───── DATA UNDER STUDY

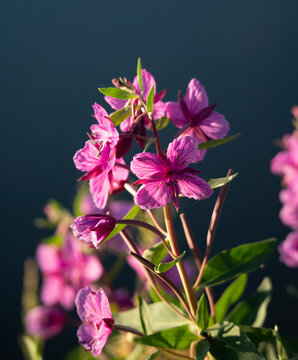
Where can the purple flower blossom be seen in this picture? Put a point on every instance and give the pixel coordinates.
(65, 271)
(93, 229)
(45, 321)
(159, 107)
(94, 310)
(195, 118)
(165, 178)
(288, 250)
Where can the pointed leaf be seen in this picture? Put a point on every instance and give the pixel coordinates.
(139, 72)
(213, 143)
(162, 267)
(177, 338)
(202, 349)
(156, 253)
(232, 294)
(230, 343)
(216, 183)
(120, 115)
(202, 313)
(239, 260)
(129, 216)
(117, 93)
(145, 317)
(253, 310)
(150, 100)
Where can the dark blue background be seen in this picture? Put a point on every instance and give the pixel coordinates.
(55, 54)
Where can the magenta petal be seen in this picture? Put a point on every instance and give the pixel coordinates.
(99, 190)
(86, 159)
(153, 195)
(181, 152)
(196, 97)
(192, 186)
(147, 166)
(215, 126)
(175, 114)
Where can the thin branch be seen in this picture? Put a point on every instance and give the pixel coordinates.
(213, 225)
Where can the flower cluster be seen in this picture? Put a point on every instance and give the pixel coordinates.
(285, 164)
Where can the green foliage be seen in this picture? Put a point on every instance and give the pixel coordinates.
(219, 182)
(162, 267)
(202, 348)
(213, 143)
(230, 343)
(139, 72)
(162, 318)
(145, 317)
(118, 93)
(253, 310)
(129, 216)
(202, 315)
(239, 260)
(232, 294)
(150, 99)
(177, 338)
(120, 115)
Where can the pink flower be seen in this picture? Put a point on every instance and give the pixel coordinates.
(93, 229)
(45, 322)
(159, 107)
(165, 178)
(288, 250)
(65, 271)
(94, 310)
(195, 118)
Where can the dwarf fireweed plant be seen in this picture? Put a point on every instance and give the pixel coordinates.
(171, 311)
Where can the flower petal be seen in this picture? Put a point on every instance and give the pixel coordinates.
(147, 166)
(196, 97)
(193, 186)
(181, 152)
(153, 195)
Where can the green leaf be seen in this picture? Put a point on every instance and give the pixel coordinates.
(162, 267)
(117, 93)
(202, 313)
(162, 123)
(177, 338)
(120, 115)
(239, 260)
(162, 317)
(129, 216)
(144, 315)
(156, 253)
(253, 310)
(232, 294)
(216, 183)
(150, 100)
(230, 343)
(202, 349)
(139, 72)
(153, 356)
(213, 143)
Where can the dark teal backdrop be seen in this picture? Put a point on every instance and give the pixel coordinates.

──────────
───── DATA UNDER STUDY

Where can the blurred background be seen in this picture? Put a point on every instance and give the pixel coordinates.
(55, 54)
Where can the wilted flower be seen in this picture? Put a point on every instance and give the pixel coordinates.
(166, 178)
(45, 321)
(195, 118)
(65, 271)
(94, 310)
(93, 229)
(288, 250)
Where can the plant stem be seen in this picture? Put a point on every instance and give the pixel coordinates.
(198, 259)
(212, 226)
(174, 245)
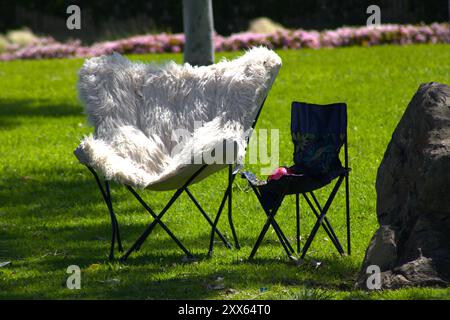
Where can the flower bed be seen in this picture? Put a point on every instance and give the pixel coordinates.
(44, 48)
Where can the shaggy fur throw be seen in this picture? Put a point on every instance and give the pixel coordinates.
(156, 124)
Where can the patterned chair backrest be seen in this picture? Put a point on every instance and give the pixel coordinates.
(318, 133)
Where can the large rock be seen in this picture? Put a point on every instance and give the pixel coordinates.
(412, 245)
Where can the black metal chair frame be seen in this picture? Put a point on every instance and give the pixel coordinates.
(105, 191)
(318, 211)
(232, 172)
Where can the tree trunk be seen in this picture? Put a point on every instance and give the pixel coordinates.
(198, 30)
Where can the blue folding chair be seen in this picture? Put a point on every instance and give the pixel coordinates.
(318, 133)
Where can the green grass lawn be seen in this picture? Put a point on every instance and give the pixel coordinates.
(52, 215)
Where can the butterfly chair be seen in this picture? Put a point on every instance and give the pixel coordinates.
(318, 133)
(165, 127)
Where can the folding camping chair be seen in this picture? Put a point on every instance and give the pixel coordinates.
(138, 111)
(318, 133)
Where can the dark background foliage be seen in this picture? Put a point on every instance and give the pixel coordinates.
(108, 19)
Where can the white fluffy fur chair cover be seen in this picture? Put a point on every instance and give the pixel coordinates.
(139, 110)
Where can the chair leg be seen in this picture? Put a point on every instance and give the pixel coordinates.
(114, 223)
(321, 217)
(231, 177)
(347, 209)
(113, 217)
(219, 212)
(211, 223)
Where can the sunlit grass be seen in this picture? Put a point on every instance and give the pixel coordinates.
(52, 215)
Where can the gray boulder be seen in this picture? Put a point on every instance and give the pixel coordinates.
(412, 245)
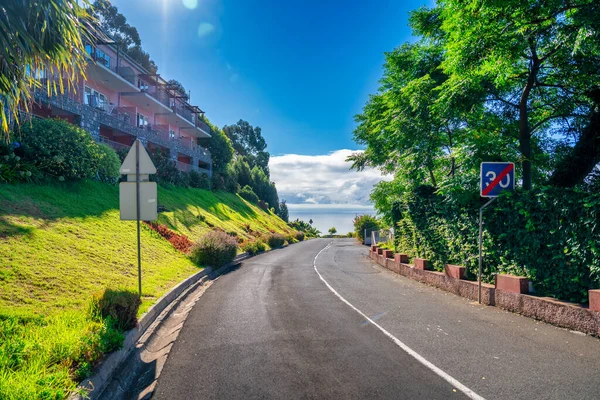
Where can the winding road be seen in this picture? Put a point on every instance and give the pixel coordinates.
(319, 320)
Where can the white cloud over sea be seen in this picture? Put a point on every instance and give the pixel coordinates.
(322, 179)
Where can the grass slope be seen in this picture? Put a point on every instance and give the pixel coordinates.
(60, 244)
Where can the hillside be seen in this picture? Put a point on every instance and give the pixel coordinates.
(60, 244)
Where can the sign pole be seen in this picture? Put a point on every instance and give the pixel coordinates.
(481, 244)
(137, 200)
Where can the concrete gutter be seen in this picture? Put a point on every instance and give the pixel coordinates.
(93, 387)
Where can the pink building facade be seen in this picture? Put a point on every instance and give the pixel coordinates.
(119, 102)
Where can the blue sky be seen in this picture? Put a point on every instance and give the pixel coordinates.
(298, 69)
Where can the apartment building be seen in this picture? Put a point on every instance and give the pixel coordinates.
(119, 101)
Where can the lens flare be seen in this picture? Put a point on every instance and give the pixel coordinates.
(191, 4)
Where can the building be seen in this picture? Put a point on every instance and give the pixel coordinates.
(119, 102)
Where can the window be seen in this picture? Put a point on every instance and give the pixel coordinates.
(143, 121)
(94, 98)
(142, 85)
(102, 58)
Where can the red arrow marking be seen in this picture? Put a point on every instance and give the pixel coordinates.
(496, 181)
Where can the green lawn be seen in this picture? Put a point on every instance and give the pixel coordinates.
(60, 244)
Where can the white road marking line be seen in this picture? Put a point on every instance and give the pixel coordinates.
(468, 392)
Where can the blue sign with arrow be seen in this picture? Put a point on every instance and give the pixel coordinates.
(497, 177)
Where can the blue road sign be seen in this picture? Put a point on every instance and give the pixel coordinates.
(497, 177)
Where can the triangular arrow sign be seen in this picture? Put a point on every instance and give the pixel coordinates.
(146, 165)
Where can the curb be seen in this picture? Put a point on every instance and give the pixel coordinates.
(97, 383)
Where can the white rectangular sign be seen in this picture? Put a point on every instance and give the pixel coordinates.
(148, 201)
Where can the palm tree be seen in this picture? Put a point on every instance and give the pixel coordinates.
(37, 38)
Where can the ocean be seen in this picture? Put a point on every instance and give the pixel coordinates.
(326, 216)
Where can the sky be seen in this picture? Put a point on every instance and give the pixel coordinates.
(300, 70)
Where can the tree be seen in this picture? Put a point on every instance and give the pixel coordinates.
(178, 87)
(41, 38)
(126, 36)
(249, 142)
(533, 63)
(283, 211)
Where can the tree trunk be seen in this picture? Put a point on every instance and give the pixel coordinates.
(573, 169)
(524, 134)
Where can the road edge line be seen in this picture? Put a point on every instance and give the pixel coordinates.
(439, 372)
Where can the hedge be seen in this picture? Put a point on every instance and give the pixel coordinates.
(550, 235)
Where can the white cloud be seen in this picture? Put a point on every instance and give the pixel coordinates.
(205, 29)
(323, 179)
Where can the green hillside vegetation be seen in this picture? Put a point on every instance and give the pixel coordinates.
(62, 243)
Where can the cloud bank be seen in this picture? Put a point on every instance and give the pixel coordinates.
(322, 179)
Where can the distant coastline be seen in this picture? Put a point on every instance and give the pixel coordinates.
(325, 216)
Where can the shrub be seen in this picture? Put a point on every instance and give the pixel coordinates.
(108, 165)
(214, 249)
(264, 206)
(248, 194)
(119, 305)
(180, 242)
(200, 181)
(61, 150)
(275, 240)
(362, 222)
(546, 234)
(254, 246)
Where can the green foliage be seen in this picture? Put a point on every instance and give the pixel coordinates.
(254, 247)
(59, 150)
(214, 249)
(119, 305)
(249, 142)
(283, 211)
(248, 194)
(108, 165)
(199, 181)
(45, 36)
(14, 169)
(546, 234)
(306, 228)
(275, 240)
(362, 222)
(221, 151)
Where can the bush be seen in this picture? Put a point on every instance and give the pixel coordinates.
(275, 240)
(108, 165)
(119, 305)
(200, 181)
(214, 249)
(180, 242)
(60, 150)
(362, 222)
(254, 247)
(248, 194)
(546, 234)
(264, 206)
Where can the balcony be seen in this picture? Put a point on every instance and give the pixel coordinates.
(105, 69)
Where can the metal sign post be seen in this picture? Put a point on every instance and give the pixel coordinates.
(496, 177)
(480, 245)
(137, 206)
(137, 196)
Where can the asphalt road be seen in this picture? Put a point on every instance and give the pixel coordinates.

──────────
───── DATA UNDER STUDY

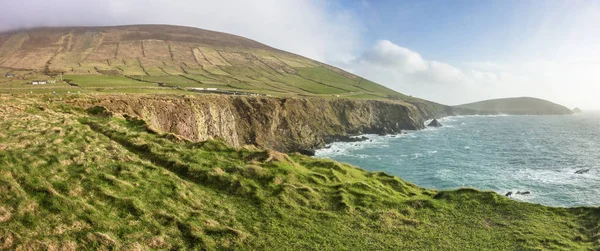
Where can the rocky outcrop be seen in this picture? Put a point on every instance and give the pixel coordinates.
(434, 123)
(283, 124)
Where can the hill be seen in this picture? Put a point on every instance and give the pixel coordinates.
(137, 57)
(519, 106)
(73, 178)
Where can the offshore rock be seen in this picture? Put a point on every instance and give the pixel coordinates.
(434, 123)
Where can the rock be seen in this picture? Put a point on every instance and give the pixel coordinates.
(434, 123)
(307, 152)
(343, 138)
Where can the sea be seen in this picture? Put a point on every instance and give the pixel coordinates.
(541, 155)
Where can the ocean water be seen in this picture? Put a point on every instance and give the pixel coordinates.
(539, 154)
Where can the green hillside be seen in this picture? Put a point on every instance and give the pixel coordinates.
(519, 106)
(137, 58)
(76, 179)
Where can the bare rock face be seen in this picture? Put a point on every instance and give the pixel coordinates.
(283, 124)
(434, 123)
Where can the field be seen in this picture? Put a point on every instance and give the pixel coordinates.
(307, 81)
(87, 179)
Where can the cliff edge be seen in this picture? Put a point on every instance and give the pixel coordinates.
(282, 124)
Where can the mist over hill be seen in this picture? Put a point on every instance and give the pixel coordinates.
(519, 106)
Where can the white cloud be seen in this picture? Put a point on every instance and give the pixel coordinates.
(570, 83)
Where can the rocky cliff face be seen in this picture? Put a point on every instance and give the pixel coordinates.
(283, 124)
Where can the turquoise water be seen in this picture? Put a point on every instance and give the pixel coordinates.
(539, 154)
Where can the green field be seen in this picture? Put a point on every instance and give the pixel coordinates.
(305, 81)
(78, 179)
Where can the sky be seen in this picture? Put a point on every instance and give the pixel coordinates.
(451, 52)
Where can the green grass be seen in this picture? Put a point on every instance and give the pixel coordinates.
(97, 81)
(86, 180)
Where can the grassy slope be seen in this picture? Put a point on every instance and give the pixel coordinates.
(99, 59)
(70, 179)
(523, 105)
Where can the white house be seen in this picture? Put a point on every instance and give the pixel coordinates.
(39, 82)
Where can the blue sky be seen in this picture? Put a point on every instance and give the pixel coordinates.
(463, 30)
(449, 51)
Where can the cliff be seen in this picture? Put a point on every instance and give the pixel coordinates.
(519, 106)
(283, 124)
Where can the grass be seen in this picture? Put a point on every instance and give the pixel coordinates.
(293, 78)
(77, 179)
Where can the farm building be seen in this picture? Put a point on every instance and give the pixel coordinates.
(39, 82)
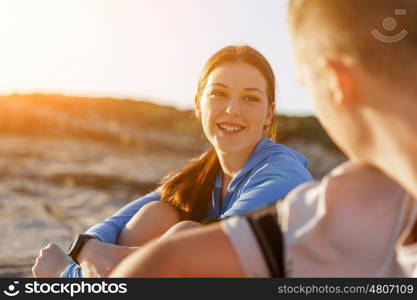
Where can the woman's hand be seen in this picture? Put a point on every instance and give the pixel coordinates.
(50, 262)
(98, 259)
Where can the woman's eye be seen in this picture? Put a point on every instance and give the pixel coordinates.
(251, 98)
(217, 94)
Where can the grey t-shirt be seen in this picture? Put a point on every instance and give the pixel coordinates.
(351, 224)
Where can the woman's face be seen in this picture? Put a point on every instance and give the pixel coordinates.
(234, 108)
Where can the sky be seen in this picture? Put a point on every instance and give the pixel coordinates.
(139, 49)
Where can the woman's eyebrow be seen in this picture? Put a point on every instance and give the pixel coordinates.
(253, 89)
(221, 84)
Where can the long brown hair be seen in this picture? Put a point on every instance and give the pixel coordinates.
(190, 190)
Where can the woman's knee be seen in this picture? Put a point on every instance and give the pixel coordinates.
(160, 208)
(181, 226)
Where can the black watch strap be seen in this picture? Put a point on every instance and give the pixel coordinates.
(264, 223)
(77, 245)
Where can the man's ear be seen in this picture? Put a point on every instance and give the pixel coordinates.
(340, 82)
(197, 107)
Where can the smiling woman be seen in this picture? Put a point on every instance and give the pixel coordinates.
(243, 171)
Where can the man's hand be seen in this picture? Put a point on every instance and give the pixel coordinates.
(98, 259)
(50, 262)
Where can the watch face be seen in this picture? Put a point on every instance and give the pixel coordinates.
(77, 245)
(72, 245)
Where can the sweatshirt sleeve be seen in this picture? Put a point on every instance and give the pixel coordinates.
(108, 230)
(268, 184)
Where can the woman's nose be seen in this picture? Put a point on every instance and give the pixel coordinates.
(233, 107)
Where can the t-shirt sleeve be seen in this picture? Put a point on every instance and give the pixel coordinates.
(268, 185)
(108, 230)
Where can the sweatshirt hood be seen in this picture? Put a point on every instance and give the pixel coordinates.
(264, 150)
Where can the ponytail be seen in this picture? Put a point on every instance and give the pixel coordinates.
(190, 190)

──────────

§ TASK TO COMPLETE
All that is wanted is the stretch of lines above from the one containing "Where can the bush" through the one containing "Where can the asphalt", duplicated exactly.

§ ANSWER FOR THE TASK
Where can the bush be seen in this picture? Put a point on every instance and give the pixel coordinates.
(275, 240)
(108, 165)
(119, 305)
(200, 181)
(214, 249)
(180, 242)
(60, 150)
(362, 222)
(254, 247)
(248, 194)
(546, 234)
(264, 206)
Where can the balcony be seen in this picture? Put a point on every instance and give the pixel coordinates.
(105, 69)
Where can the metal sign post be seen in this picture? Put a point on every instance and give the pixel coordinates.
(496, 177)
(480, 245)
(137, 206)
(137, 196)
Where can the asphalt road be seen in this picture? Put a point on every instance and give the pixel coordinates.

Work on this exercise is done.